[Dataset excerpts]
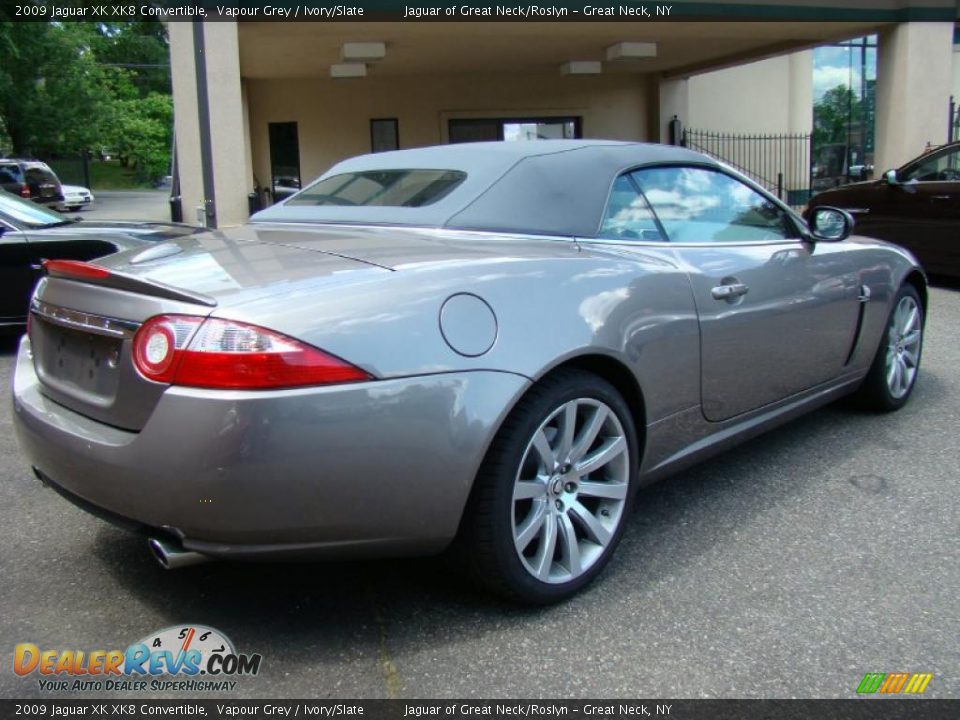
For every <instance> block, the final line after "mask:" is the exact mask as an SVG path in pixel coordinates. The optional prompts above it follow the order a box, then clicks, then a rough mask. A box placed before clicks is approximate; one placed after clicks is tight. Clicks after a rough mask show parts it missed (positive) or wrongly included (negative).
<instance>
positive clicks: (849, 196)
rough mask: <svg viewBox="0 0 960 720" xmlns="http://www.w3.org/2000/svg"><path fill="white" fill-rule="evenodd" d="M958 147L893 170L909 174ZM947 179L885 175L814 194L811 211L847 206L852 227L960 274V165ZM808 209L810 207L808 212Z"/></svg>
mask: <svg viewBox="0 0 960 720" xmlns="http://www.w3.org/2000/svg"><path fill="white" fill-rule="evenodd" d="M958 152H960V143H953V144H951V145H947V146H945V147H943V148H940V149H938V150H936V151H934V152H931V153H928V154H926V155H922V156H920V157H919V158H916V159H914V160H911V161H910V162H909V163H907V164H906V165H904V166H903V167H902V168H900V169H898V170H897V171H896V172H897V175H898V176H900V177H909V176H910V174H911V171H913V170H915V169H916V168H917V167H918V166H919V165H920V164H922V163H925V162H929V161H931V160H936V158H937V157H938V156H943V155H944V154H950V153H958ZM956 172H957V175H956V176H955V177H954V178H953V179H951V180H947V179H943V178H940V179H927V180H923V179H921V180H919V181H918V180H910V181H907V182H902V183H897V184H890V183H888V182H887V181H886V180H885V179H881V180H875V181H873V182H866V183H854V184H852V185H845V186H843V187H839V188H836V189H833V190H828V191H826V192H823V193H820V194H818V195H816V196H815V197H814V198H813V199H812V200H811V201H810V208H809V211H812V210H813V209H815V208H817V207H822V206H834V207H839V208H842V209H845V210H847V211H848V212H850V213H851V214H852V215H854V217H855V218H856V232H857V233H858V234H860V235H865V236H869V237H876V238H879V239H881V240H886V241H889V242H893V243H896V244H897V245H901V246H903V247H905V248H907V249H908V250H910V251H911V252H912V253H914V254H915V255H916V256H917V258H918V259H919V261H920V263H921V264H922V265H923V267H924V269H925V270H926V271H927V272H928V273H931V274H935V275H942V276H945V277H954V278H957V277H960V168H958V169H957V171H956ZM809 211H808V212H809Z"/></svg>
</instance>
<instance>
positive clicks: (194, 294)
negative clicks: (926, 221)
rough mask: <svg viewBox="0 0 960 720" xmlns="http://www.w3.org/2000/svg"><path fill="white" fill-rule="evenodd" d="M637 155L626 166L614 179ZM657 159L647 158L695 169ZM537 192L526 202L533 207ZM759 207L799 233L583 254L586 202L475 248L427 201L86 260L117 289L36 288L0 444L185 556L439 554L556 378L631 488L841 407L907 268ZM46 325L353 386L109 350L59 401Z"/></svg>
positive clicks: (183, 239) (107, 287)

About this task
Please write out, exactly as they appear, the lines from the one containing "negative clicks: (926, 221)" through the last line of the records above, and nothing more.

Response for this exercise
negative clicks: (926, 221)
rough mask: <svg viewBox="0 0 960 720" xmlns="http://www.w3.org/2000/svg"><path fill="white" fill-rule="evenodd" d="M637 155L626 166L614 179ZM657 159L647 158L695 169ZM537 192L526 202L533 207ZM759 207L799 233L583 254L586 202L475 248L427 201L86 260L117 289L36 288L0 444L185 556L439 554L556 378L631 488L841 407L907 268ZM46 325L353 386L109 350L59 401Z"/></svg>
positive clicks: (183, 239) (107, 287)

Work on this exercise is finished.